→ **Задачи и задания**:
1. Перепечатайте часть отрывка о Бродском, начиная со слов «В конце концов» и заканчивая словами «бремени страстей человеческих.».
2. В записях, начиная со строки с «Practice. Find the cloud» и до конца записей, замените «Target» на «Label». Приведите только эти строки, ничего больше в них не меняя.

А прошлогодняя коктебельская Женина на Осю ярость объяснима была отчасти еще тем, что Женя бросил в этот день курить – это мне сообщила в его оправдание Галя, его жена, а я по себе знаю, сколько это стоит нервов. При их нью-йоркской встрече я не был, а знаю о ней только со слов другого Жени – Рейна, а тот обладает не только цепкой, почти патологической памятью, но и богатым воображением. Сравнивать различные версии мне сейчас недосуг – я пишу о другом, а Евтуха подверстал вот для чего.
В конце концов я пишу прозу, а не протокол и могу себе позволить следующую гипотезу, тем более абсолютно в ней уверен, хотя никаких доказательств у меня, естественно, нет, да и какие могут быть доказательства, когда речь пойдет о бремени страстей человеческих.
Ежели Осины смутные подозрения верны, и Евтух в самом деле способствовал его отъезду отсюда туда, отъезду, самим Бродским взлелеянному, и даже предпринимались какие-то сумбурные матримониальные прожекты с некоей искренне в него влюбленной Кэролл, то одно все-таки личные планы, а другое пинок под зад – есть некоторая разница – так вот, если Женя действительно способствовал высылке Бродского, то не на том ли вечере у нас возникла сама эта мысль, что Бродский – лишний, изгой, конкурент, возмутитель спокойствия и разрушитель цеховой иерархии, где у каждого было свое место под солнцем русской поэзии, а у него не было, и он отсутствием этого места сбивал всех с толку, разрушал с таким трудом разложенный пасьянс: здесь Евтух, здесь Вознесенский, а здесь Кушнер, о котором вскоре после отъезда Бродского Евтух напишет покровительственную статью как о главном ленинградском поэте. Мало того, что сбивал с толку и мешался под ногами – Бродский мощно наплывал на русскую поэзию и застилал весь ее горизонт, не позволял лениться и чваниться – нечем! – мешал их игре в поэзию и литературу, сам даже не подозревая об этом.
Или – подозревая?

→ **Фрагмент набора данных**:
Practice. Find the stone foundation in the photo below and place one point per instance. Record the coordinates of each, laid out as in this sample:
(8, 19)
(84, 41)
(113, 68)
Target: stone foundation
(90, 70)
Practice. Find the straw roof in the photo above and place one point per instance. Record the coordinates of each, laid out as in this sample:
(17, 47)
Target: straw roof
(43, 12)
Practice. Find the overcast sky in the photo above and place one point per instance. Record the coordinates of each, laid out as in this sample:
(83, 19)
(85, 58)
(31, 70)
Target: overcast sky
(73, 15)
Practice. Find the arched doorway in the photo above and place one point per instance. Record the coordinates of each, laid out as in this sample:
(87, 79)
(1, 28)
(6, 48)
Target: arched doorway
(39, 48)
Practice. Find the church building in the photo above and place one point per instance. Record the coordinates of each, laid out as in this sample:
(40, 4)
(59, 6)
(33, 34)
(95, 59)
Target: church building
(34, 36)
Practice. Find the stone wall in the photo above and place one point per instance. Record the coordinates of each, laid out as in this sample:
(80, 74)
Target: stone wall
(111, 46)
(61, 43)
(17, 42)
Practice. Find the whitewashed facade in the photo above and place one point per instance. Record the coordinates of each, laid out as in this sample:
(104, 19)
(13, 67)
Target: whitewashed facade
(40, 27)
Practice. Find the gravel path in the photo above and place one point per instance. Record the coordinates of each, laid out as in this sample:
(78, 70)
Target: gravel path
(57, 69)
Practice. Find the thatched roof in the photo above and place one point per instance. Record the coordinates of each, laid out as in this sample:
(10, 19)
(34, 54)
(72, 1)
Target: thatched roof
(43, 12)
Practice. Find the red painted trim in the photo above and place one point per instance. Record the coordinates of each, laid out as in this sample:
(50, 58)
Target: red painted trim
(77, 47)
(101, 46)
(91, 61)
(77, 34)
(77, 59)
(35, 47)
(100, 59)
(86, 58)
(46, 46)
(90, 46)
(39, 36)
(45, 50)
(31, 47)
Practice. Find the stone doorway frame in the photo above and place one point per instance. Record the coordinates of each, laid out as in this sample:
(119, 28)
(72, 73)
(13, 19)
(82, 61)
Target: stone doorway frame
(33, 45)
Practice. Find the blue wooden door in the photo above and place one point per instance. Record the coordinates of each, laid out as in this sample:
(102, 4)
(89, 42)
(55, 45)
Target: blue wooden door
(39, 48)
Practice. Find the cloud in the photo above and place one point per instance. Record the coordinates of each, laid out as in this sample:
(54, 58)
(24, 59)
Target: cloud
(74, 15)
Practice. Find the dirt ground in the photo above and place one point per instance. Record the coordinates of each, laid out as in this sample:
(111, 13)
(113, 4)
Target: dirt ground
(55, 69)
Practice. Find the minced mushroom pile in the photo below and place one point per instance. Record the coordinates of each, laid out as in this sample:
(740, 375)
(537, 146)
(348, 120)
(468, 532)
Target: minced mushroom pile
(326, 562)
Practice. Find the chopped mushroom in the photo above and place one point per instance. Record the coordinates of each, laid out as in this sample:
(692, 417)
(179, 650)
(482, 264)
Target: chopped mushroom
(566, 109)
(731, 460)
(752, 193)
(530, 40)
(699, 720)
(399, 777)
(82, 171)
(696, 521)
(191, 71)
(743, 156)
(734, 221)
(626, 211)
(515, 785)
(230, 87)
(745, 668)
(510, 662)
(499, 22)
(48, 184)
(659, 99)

→ **Ответы по порядку**:
1.
В конце концов я пишу прозу, а не протокол и могу себе позволить следующую гипотезу, тем более абсолютно в ней уверен, хотя никаких доказательств у меня, естественно, нет, да и какие могут быть доказательства, когда речь пойдет о бремени страстей человеческих.

2.
Practice. Find the cloud in the photo above and place one point per instance. Record the coordinates of each, laid out as in this sample:
(54, 58)
(24, 59)
Label: cloud
(74, 15)
Practice. Find the dirt ground in the photo above and place one point per instance. Record the coordinates of each, laid out as in this sample:
(111, 13)
(113, 4)
Label: dirt ground
(55, 69)
Practice. Find the minced mushroom pile in the photo below and place one point per instance. Record the coordinates of each, laid out as in this sample:
(740, 375)
(537, 146)
(348, 120)
(468, 532)
Label: minced mushroom pile
(326, 562)
Practice. Find the chopped mushroom in the photo above and place one point per instance. Record the coordinates of each, laid out as in this sample:
(692, 417)
(179, 650)
(482, 264)
Label: chopped mushroom
(566, 109)
(731, 460)
(752, 193)
(530, 40)
(699, 720)
(399, 777)
(82, 171)
(696, 521)
(191, 71)
(743, 156)
(734, 221)
(626, 211)
(515, 785)
(230, 87)
(745, 668)
(510, 662)
(499, 22)
(48, 184)
(659, 99)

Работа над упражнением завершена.